**What the exercise asks:** A single figure is the whole answer: the number of lines in the records that contain "wildebeest".

**Data listing:**
--------------------

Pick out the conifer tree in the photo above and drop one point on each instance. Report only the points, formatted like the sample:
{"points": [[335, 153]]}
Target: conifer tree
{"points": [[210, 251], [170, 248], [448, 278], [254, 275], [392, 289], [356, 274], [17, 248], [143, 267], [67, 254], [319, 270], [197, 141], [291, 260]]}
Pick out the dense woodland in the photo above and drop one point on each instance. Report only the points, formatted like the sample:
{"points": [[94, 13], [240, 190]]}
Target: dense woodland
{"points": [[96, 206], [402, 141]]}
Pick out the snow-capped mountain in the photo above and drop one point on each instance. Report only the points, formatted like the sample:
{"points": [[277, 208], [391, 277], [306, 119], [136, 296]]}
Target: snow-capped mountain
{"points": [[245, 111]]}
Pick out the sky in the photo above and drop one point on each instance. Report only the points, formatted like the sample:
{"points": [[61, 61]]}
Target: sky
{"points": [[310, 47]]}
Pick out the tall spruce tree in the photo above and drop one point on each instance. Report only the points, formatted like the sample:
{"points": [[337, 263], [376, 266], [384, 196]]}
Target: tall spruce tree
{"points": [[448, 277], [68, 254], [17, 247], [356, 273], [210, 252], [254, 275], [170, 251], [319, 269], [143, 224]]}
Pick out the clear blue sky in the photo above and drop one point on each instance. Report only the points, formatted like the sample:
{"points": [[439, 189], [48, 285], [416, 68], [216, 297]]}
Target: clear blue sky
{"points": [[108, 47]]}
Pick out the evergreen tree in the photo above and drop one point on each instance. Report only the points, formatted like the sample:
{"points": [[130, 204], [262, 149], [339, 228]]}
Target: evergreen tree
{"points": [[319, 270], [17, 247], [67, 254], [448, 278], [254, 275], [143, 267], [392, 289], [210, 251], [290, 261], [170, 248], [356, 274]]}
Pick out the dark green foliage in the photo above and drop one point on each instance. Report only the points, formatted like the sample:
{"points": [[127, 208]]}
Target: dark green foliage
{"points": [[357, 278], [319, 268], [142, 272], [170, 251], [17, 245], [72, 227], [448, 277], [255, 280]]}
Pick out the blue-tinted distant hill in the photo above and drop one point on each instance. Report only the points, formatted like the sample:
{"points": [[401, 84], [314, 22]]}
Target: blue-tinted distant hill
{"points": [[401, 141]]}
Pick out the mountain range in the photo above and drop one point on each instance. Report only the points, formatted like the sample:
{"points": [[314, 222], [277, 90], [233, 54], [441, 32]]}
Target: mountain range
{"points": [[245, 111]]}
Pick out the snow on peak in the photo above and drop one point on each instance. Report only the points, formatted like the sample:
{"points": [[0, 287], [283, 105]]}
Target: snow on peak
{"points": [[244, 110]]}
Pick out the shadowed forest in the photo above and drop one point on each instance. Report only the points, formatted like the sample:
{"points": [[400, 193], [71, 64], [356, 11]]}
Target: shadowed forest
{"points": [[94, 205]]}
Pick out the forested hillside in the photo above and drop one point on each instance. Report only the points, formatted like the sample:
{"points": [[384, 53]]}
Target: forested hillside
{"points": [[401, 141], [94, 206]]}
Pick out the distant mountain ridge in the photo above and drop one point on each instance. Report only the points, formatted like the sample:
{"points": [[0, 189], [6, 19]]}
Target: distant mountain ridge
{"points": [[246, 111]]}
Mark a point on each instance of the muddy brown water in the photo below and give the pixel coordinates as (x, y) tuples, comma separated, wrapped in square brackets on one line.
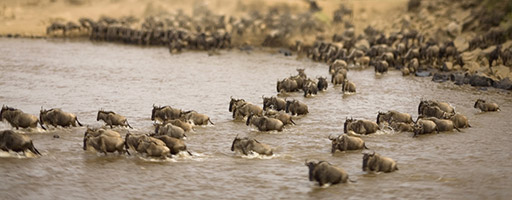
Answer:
[(83, 77)]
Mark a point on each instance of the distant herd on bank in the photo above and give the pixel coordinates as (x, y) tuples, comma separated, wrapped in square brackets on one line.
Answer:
[(276, 113), (407, 50)]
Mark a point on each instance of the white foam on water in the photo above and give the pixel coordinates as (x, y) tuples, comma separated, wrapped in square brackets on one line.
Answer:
[(11, 154), (254, 155)]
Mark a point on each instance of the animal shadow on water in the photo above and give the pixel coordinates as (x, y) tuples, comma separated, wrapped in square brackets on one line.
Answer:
[(254, 155)]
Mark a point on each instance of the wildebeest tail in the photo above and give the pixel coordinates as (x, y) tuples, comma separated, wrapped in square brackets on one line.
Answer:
[(76, 119), (128, 124), (33, 149), (41, 124)]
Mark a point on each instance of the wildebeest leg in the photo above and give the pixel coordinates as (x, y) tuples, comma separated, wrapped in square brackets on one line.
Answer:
[(33, 149), (76, 119), (128, 124)]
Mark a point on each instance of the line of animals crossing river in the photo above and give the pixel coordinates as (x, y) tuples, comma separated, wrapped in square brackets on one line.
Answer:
[(172, 124)]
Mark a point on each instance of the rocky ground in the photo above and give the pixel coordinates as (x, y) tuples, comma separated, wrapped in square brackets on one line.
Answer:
[(324, 31)]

--------------------

**Answer section:** 2